* INSTRUCTIONS TO FOLLOW
Would you transcribe the line containing "Drop one marker on each instance of the front" and every line after it, through the end of the records below, exactly and with nothing else?

***

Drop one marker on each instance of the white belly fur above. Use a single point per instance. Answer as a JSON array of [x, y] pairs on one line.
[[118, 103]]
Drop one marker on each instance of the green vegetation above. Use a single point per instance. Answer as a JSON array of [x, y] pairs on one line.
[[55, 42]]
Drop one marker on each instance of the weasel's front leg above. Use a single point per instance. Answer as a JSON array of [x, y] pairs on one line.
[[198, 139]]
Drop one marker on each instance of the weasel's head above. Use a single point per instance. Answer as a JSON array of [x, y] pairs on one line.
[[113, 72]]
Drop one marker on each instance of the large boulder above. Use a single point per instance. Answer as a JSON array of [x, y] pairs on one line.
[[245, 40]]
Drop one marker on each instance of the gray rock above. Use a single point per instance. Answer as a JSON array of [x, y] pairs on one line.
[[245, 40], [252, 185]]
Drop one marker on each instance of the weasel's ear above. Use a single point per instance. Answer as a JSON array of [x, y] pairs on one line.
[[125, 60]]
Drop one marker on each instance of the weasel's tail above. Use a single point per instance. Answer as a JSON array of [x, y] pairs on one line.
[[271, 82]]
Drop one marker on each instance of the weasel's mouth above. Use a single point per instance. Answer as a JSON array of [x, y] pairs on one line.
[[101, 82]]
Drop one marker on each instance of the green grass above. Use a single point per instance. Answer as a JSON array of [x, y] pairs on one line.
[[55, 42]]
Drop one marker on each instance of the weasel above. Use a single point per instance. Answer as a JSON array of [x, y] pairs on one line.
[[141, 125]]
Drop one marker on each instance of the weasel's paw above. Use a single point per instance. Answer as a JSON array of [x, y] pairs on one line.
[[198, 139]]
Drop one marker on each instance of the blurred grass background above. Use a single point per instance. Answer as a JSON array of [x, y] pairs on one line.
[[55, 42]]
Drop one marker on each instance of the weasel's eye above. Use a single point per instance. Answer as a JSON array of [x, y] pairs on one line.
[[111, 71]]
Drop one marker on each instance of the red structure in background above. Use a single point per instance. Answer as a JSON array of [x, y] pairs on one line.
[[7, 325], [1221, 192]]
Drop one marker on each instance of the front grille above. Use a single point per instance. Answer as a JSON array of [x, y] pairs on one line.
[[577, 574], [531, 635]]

***

* ANSWER AREA
Drop one marker on each instance of the front grille above. Use a single point per instance. Answer as a JSON array of [x, y] pairs on one line.
[[577, 574], [531, 635]]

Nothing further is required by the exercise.